GIVEN INSTRUCTION: Put every line of the records below into a JSON list of strings, one string per line. Skip blank lines and leave the pictures out.

Records from a dataset
◆ ◆ ◆
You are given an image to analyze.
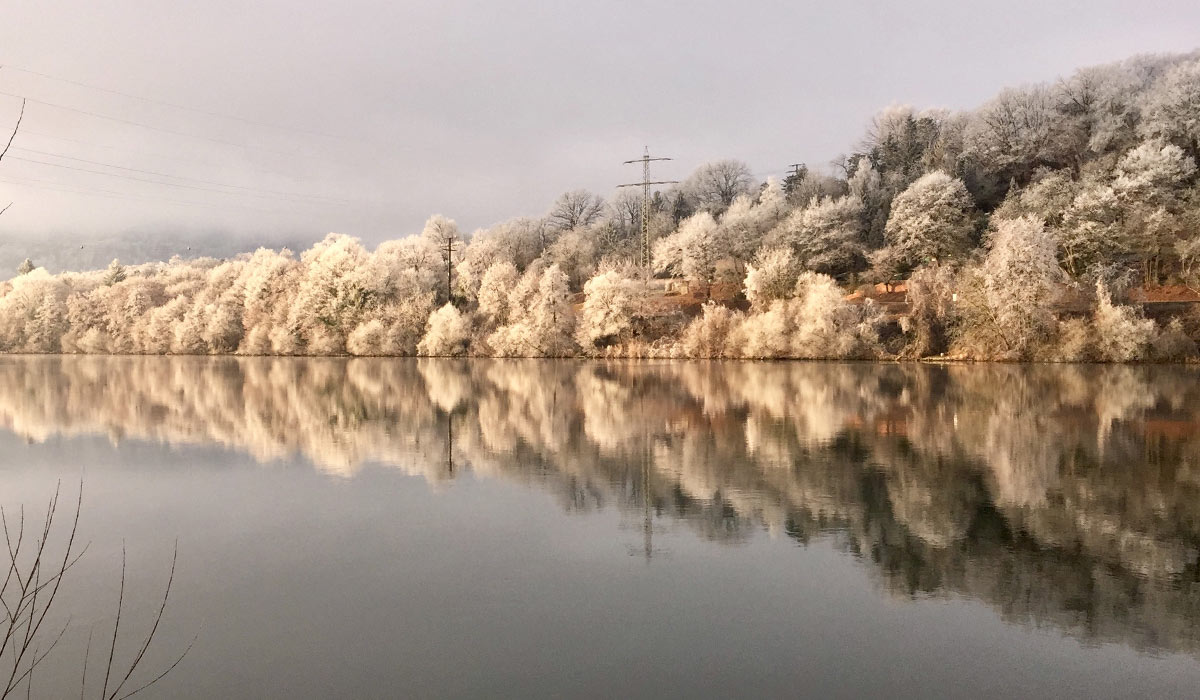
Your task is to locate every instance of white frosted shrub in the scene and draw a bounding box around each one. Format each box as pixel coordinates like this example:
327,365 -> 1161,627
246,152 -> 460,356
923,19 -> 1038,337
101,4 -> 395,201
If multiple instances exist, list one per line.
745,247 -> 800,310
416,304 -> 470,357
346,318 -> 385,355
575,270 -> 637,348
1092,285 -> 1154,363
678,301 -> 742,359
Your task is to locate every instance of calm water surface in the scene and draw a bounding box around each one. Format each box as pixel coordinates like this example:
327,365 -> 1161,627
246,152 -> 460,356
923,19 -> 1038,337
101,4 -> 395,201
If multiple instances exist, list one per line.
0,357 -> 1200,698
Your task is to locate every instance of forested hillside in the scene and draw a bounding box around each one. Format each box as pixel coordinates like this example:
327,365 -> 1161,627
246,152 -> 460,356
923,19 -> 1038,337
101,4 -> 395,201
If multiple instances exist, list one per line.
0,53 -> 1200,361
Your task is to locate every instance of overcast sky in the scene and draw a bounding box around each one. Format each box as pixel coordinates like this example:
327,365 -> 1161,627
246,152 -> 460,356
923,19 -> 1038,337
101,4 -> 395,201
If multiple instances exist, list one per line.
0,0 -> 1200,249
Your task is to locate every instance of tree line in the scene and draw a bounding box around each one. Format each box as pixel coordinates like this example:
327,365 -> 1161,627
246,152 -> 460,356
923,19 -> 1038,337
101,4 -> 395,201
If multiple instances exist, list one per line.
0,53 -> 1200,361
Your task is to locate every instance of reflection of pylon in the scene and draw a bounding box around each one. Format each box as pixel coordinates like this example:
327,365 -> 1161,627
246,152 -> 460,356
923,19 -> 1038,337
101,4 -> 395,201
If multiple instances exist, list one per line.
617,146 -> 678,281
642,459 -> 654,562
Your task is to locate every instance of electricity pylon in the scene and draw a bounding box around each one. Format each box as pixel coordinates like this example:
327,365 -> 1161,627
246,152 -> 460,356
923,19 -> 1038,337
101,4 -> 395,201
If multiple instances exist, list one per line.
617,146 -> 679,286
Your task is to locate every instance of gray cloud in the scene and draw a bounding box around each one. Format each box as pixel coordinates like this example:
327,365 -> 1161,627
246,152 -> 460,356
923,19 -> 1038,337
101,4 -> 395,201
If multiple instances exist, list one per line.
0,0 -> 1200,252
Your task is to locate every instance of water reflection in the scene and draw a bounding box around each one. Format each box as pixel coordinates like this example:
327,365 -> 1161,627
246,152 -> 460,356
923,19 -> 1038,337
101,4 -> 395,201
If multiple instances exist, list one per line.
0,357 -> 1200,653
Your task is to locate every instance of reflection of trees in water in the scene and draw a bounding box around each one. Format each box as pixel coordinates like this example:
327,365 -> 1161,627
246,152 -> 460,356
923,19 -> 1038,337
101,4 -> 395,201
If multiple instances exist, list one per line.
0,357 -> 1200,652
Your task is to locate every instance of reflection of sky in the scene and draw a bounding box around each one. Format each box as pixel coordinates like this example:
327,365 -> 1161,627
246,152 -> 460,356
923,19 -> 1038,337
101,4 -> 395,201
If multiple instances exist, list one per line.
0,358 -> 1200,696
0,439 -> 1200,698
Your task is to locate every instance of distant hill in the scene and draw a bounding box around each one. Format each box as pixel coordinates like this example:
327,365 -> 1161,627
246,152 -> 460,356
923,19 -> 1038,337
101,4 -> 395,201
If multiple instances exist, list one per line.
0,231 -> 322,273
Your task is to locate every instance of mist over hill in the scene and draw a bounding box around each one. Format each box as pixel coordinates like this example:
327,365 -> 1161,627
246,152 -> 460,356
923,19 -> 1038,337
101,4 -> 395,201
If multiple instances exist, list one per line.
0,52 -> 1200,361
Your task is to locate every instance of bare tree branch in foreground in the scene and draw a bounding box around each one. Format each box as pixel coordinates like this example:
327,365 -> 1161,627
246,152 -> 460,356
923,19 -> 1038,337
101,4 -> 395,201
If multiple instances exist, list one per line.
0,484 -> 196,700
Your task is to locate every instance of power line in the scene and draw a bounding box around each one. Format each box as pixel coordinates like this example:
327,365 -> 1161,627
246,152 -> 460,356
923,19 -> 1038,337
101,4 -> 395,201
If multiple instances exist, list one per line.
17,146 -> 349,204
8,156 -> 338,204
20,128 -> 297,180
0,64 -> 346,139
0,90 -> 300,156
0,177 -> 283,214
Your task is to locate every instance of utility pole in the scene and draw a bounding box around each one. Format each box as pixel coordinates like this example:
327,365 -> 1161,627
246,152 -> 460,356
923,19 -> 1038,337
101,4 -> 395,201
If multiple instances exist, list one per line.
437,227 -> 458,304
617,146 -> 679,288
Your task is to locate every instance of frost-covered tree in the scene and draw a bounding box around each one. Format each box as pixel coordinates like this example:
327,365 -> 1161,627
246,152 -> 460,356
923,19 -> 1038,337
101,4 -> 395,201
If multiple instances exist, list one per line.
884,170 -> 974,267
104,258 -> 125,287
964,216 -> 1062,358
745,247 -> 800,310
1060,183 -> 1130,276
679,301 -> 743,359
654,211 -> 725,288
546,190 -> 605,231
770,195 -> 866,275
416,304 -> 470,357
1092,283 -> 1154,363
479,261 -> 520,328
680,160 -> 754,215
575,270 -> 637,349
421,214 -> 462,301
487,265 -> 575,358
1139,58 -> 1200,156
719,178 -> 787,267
◆ ◆ ◆
SOLUTION FOR THIS TASK:
[
  "You are given an image to analyze.",
  "Your task is to locate every instance of white frosted shrub in the scene and draw a bounding box around each one. Format each box as pixel coordinates like this example:",
  "327,365 -> 1161,627",
  "246,152 -> 460,356",
  "923,19 -> 1038,337",
  "101,4 -> 395,201",
  "If multiple instances exist, list one per line.",
  "745,247 -> 800,310",
  "416,304 -> 470,357",
  "346,318 -> 385,355",
  "575,270 -> 637,348",
  "1092,285 -> 1154,363",
  "678,301 -> 742,359",
  "Your task is to locate every instance of calm water surface in the scene and draw a bounding box around each one. Format each box as pixel coordinates like this example:",
  "327,365 -> 1161,627",
  "246,152 -> 460,356",
  "923,19 -> 1038,337",
  "101,4 -> 395,201",
  "If multiple instances exist, list one per line.",
  "0,357 -> 1200,698",
  "Your task is to locate every instance of forested hillside in the scene and draw a bounding box around each one. Format each box as pixel coordinates like this example:",
  "327,365 -> 1161,627",
  "246,152 -> 460,356",
  "923,19 -> 1038,337",
  "101,4 -> 395,201",
  "If multiple instances exist, list one per line.",
  "0,53 -> 1200,361",
  "Your task is to locate every instance of overcast sky in the scene and draw a bounding box around each one. Format each box as pixel coordinates like this example:",
  "327,365 -> 1161,627",
  "246,152 -> 460,356",
  "923,19 -> 1038,337",
  "101,4 -> 395,201",
  "If multiple instances exist, list one per line.",
  "0,0 -> 1200,249",
  "Your task is to locate every instance of tree line in the scene and draw a bounding box around each one. Format each box as pixel coordinates like this example:",
  "327,365 -> 1161,627",
  "246,152 -> 460,356",
  "923,19 -> 1038,337",
  "101,4 -> 395,201",
  "If multiple instances exist, list one per line.",
  "0,53 -> 1200,361",
  "Your task is to locate every instance of reflection of pylon in the scene and draw a bounding box around each one. Format each box as pixel coordinates like this example:",
  "327,365 -> 1161,627",
  "246,152 -> 460,356",
  "923,19 -> 1038,337",
  "101,4 -> 395,201",
  "If multiple instances exist, list one per line.",
  "617,146 -> 678,281",
  "642,459 -> 654,562",
  "Your task is to locate every instance of electricity pylon in the scene and draw a bounding box around each one. Format each box as pixel coordinates like this example:",
  "327,365 -> 1161,627",
  "246,152 -> 460,356",
  "923,19 -> 1038,337",
  "101,4 -> 395,201",
  "If multiple instances exist, list one per line.",
  "617,146 -> 679,286",
  "Your task is to locate every instance of gray cloud in the scene and draw a bounding box around each one. Format each box as pixel coordinates like this example:",
  "327,365 -> 1161,627",
  "246,152 -> 460,356",
  "923,19 -> 1038,337",
  "101,4 -> 395,201",
  "If multiple instances exist, list one per line.",
  "0,0 -> 1200,252",
  "Your task is to locate every instance of water reflection in the scene and draw a bounding box around each one. Format each box as pixel coordinates like this example:",
  "327,365 -> 1161,627",
  "246,152 -> 460,356",
  "923,19 -> 1038,337",
  "101,4 -> 395,201",
  "If multiple instances exist, list one per line.",
  "0,357 -> 1200,653",
  "Your task is to locate every instance of reflection of trees in water in the scene and draw a bounding box around each one. Format each box as pixel coordinates like this example:",
  "327,365 -> 1161,627",
  "246,152 -> 460,356",
  "923,19 -> 1038,337",
  "101,4 -> 395,201",
  "If multiple instances exist, list one per line.",
  "0,357 -> 1200,652",
  "Your task is to locate every instance of reflection of sky in the scene and draw a bounding box around each one. Format each box as pixel coordinates like this example:",
  "327,365 -> 1161,627",
  "246,152 -> 460,356",
  "923,19 -> 1038,337",
  "101,4 -> 395,201",
  "If multiple instances exist, list one per line.",
  "0,358 -> 1200,696",
  "0,439 -> 1200,698",
  "Your task is to locate every instance of distant hill in the scene and draw a bounding box around each one. Format each box as pixel coordinates like this example:",
  "327,365 -> 1161,627",
  "246,152 -> 460,356",
  "923,19 -> 1038,337",
  "101,4 -> 395,201",
  "If multiple instances exist, list one per line.",
  "0,231 -> 322,273",
  "Your task is to locate every instance of mist over hill in the scene and draw a bounding box around each one. Format each box as pixel coordinates like this example:",
  "327,365 -> 1161,627",
  "246,152 -> 460,356",
  "923,19 -> 1038,337",
  "101,4 -> 395,201",
  "If multiple instances exist, list one per line.",
  "0,52 -> 1200,361",
  "Your task is to locate every instance of bare tree branch in foreground in the scene and draw a bounding box around each one. Format each box as pixel coordinates like this example:",
  "327,365 -> 1161,627",
  "246,152 -> 460,356",
  "923,19 -> 1038,337",
  "101,4 -> 395,201",
  "If multiple instances exist, list one per line.",
  "0,484 -> 196,700",
  "Your task is to locate every instance of power line in the scene and draw a bounding box around each one. Format each box as pixel coordinates like this example:",
  "327,365 -> 1161,627",
  "246,152 -> 460,356",
  "923,19 -> 1038,337",
  "101,4 -> 395,201",
  "If multiple instances exist, list one per line.",
  "17,146 -> 349,204",
  "8,156 -> 338,204",
  "20,128 -> 297,180",
  "0,64 -> 346,139",
  "0,90 -> 300,156",
  "0,177 -> 283,214",
  "Your task is to locate every instance of utility pole in the scene and draw a bounding box around each one. Format each box as pixel coordinates like this example:",
  "327,365 -> 1161,627",
  "246,152 -> 460,356",
  "923,19 -> 1038,337",
  "101,4 -> 395,201",
  "If multiple instances exist, list one per line.",
  "437,227 -> 458,304",
  "617,146 -> 679,288",
  "Your task is to locate every instance of frost-covered tree in the scene and draw a bounding box around each one. Format each box as pixel coordinates like this example:",
  "327,365 -> 1161,627",
  "246,152 -> 460,356",
  "923,19 -> 1038,337",
  "101,4 -> 395,201",
  "If multiple instances exist, list one per line.",
  "884,170 -> 974,267",
  "104,258 -> 125,287",
  "964,216 -> 1062,358",
  "745,247 -> 800,310",
  "1060,183 -> 1130,276",
  "679,301 -> 743,359",
  "654,211 -> 725,288",
  "546,190 -> 605,231",
  "770,195 -> 866,275",
  "416,304 -> 470,357",
  "1092,283 -> 1154,363",
  "479,261 -> 520,328",
  "680,160 -> 754,215",
  "575,270 -> 637,349",
  "421,214 -> 462,301",
  "487,265 -> 575,358",
  "1139,58 -> 1200,156",
  "719,178 -> 787,267"
]